### PROMPT
Each entry is to be retyped exactly as it appears. Leave the images out.

### INFORMATION SHOWN
────────────────────
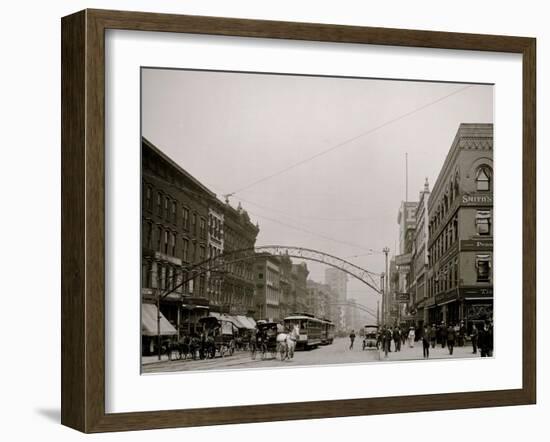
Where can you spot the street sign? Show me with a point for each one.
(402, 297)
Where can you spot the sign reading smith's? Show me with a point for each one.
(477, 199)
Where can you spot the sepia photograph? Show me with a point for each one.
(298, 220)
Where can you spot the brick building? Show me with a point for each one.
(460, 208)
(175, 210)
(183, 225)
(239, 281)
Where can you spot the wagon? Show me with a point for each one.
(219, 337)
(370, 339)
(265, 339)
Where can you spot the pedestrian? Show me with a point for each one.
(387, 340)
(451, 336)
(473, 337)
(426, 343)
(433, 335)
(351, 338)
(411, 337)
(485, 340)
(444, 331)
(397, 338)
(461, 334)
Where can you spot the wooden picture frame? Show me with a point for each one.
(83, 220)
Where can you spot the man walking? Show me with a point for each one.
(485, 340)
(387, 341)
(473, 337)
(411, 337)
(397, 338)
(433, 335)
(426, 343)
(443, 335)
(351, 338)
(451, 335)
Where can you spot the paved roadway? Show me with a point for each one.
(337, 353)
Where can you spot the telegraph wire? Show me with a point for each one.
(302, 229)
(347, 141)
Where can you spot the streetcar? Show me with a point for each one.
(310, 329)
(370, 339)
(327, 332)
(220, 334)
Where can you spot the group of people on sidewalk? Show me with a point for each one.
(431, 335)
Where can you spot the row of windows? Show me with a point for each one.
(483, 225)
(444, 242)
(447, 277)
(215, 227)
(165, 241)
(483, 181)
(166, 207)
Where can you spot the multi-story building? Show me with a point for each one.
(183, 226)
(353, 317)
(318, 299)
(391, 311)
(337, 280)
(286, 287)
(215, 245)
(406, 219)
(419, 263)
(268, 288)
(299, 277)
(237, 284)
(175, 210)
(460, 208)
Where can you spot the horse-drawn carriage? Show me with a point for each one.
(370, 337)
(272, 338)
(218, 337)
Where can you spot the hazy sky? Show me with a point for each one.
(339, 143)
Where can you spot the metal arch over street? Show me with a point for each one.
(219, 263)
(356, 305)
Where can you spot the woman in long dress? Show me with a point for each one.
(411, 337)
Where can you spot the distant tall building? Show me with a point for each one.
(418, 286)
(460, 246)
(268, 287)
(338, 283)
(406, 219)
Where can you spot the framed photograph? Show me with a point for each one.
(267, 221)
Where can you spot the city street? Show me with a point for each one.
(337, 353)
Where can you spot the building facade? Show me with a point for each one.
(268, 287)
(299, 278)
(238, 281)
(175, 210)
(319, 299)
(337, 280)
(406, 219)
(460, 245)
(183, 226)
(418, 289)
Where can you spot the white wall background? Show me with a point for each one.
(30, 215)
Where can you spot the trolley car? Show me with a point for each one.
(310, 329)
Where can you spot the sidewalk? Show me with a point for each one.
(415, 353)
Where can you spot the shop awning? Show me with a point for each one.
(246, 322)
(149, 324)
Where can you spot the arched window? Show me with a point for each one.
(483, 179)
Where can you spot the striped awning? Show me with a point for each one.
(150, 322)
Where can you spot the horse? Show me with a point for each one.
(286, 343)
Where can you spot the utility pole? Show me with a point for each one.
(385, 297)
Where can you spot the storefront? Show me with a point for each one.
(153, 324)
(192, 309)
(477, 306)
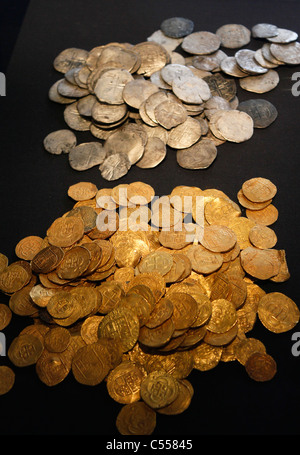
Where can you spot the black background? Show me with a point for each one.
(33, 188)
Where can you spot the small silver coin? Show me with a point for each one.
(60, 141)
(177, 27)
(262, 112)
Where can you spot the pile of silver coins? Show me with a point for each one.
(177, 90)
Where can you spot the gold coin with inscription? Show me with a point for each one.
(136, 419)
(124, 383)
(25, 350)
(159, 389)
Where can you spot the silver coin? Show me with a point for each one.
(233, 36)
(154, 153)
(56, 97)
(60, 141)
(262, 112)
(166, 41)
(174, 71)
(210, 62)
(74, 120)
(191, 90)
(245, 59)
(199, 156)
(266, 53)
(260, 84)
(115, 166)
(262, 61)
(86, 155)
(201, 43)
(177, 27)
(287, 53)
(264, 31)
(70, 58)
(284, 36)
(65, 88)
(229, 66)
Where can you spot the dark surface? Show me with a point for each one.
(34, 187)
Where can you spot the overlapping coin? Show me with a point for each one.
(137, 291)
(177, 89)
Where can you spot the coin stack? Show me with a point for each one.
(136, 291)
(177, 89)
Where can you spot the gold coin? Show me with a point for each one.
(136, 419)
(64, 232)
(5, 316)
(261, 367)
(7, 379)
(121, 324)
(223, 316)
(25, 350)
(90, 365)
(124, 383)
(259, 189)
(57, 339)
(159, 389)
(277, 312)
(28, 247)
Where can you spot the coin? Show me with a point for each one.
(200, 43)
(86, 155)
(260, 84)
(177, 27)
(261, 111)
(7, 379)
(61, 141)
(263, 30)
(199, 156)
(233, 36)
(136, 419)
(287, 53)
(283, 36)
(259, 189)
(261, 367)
────────────────────
### RESPONSE AREA
Where can you spot the street sign? Show me with a point for each one.
(402, 297)
Where can you spot the sign reading smith's? Show me with a point for each one.
(477, 199)
Where can you spot the sepia photograph? Show me with a point for each one.
(298, 220)
Where can you spot the brick building? Show me with a point for each one.
(460, 208)
(175, 210)
(183, 225)
(239, 281)
Where can you spot the wagon? Show me with a point for each one.
(219, 337)
(370, 339)
(265, 339)
Where can you spot the pedestrian? Show me with a point for each one.
(387, 340)
(451, 336)
(473, 337)
(426, 343)
(433, 335)
(351, 338)
(411, 337)
(485, 340)
(444, 331)
(397, 338)
(461, 334)
Where can you spot the wooden picture frame? Show me with a point for each one.
(83, 220)
Where can you spot the man walking? Show me with a point for each one.
(485, 340)
(387, 341)
(473, 337)
(411, 337)
(397, 338)
(433, 335)
(426, 343)
(443, 335)
(351, 338)
(451, 335)
Where can you spot the paved roadway? Show me with a point for each one.
(337, 353)
Where can you spot the telegraph wire? Show me with a point for each one.
(302, 229)
(347, 141)
Where can you spot the streetcar? Show me with a point for each one.
(310, 329)
(370, 339)
(327, 332)
(220, 334)
Where can you spot the group of people on sidewalk? Show me with a point for each one.
(431, 335)
Where can you spot the row of windows? Show me with a point for each one.
(483, 225)
(444, 242)
(447, 277)
(215, 227)
(165, 241)
(483, 181)
(166, 207)
Where can you spot the multi-story building? Show me with a point for each one.
(183, 226)
(353, 317)
(318, 299)
(391, 311)
(337, 280)
(286, 287)
(215, 245)
(406, 219)
(419, 263)
(268, 288)
(299, 277)
(237, 284)
(175, 210)
(460, 208)
Where can you spot the horse-drawn carriage? Show me with a point for each one.
(370, 337)
(272, 338)
(218, 337)
Where can you spot the hazy sky? Show me with a point for each one.
(339, 143)
Where can you spot the metal arch over street? Show me with a point for each one.
(219, 263)
(356, 305)
Where can you spot the woman in long dress? Show me with a point for each one.
(411, 337)
Where can you spot the distant tall building? Show me with a point for each one.
(418, 286)
(460, 246)
(268, 287)
(338, 283)
(406, 219)
Where can you spot the framed photograph? Show me with a point for each one.
(267, 221)
Where can you spot the city street? Show me with a point for each one.
(337, 353)
Where can you spot the building facade? Show me with a point for each one.
(268, 287)
(299, 278)
(238, 281)
(175, 210)
(319, 299)
(337, 280)
(406, 219)
(460, 245)
(183, 226)
(418, 289)
Where can you spot the white wall background? Show me with a point for each one.
(30, 215)
Where can you spot the trolley car? Show me with a point for each one.
(310, 329)
Where can you spot the sidewalk? Show me with a point for each one.
(415, 353)
Where can you spot the shop awning? Show me with a point for each one.
(246, 322)
(149, 324)
Where can you spot the arched window? Show me with a point for each one.
(483, 179)
Where can you spot the striped awning? Show me with a point for each one.
(150, 322)
Where can you spot the horse? Show me with a point for each one.
(286, 343)
Where can you spot the utility pole? Show me with a point for each one.
(385, 297)
Where can you spot the storefront? Show me with a point for each one.
(153, 324)
(192, 309)
(477, 306)
Where can you spot the black background? Show me with a point for each one.
(33, 188)
Where can you spot the small silver coin? Show me with a point for each one.
(60, 141)
(177, 27)
(262, 112)
Where can you spot the pile of silver coins? Show me with a point for each one.
(177, 90)
Where can you spot the gold coin with inscription? Show me with a point for each one.
(136, 419)
(124, 383)
(25, 350)
(159, 389)
Where can you spot the silver coin? Show me with a point for each one.
(233, 36)
(154, 153)
(56, 97)
(60, 141)
(262, 112)
(166, 41)
(174, 71)
(210, 62)
(74, 120)
(191, 90)
(245, 59)
(199, 156)
(266, 53)
(260, 84)
(115, 166)
(262, 61)
(86, 155)
(201, 43)
(177, 27)
(287, 53)
(264, 31)
(70, 58)
(284, 36)
(65, 88)
(229, 66)
Where can you spot the dark surface? Show me with a point for each one.
(34, 187)
Where can you spot the overlapping coin? Show me with a point for each one.
(137, 291)
(177, 89)
Where can you spot the coin stack? Show me with a point for each one.
(136, 291)
(177, 89)
Where can you spot the gold coin? Show me with a point for each one.
(136, 419)
(64, 232)
(5, 316)
(261, 367)
(7, 379)
(121, 324)
(223, 316)
(25, 350)
(90, 365)
(124, 383)
(259, 189)
(57, 339)
(159, 389)
(277, 312)
(28, 247)
Where can you spot the coin? Show me with a point for each one.
(200, 43)
(86, 155)
(260, 84)
(177, 27)
(261, 111)
(7, 379)
(61, 141)
(263, 30)
(199, 156)
(233, 36)
(136, 419)
(287, 53)
(283, 36)
(259, 189)
(261, 367)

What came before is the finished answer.